- [Exercise prompt]
Your answer should be the line that contains "the man's chin" and each line after it, restated word for word through the final line of the entries.

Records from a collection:
□ □ □ □ □

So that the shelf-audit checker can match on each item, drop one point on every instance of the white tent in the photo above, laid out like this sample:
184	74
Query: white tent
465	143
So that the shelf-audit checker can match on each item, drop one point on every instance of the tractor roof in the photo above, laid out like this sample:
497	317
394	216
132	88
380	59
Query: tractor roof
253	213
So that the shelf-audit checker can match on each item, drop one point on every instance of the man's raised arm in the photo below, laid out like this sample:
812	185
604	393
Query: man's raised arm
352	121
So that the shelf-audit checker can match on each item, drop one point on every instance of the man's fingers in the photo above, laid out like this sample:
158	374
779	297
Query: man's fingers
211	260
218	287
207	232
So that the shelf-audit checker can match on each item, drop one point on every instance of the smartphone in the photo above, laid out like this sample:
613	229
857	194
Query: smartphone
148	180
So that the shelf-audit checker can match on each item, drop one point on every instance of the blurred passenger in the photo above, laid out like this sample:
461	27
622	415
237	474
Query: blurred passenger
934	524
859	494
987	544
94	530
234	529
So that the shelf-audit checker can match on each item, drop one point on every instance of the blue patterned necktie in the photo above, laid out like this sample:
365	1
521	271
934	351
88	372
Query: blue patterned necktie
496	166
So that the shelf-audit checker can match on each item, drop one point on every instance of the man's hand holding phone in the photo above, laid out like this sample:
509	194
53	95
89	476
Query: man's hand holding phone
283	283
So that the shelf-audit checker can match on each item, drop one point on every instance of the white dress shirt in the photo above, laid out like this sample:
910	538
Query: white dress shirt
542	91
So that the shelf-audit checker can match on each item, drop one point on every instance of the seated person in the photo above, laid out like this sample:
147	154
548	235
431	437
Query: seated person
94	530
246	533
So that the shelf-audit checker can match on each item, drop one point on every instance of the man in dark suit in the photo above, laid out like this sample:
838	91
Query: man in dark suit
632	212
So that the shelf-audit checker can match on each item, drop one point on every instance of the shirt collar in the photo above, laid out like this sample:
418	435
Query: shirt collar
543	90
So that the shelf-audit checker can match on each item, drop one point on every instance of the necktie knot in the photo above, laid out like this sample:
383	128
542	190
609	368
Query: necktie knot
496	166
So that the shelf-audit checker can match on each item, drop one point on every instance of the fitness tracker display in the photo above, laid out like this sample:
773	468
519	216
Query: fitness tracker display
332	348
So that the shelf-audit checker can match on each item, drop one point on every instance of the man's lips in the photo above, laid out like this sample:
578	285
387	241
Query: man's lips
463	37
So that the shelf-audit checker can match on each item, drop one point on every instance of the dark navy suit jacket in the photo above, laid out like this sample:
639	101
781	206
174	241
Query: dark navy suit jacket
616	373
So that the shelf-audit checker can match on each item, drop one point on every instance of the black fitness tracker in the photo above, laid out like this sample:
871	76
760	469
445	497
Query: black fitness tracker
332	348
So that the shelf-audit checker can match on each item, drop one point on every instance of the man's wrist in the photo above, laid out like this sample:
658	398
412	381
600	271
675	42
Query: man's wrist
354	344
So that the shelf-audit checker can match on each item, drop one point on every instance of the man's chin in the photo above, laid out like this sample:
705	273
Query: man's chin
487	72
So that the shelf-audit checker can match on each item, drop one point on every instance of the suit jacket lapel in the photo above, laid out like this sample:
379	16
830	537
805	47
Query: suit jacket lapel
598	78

□ □ □ □ □

- [Exercise output]
So that the shelf-audit checker can match on each item, drop one point on every instance of the man's chin in the photo above, laid out like this sample:
705	273
Query: man's chin
487	72
So that the shelf-audit checker can match on each item, drop one point on every instance of the suit jacket lapel in the photo above, laid out like this sample:
379	16
830	537
805	47
Query: suit jacket lapel
598	78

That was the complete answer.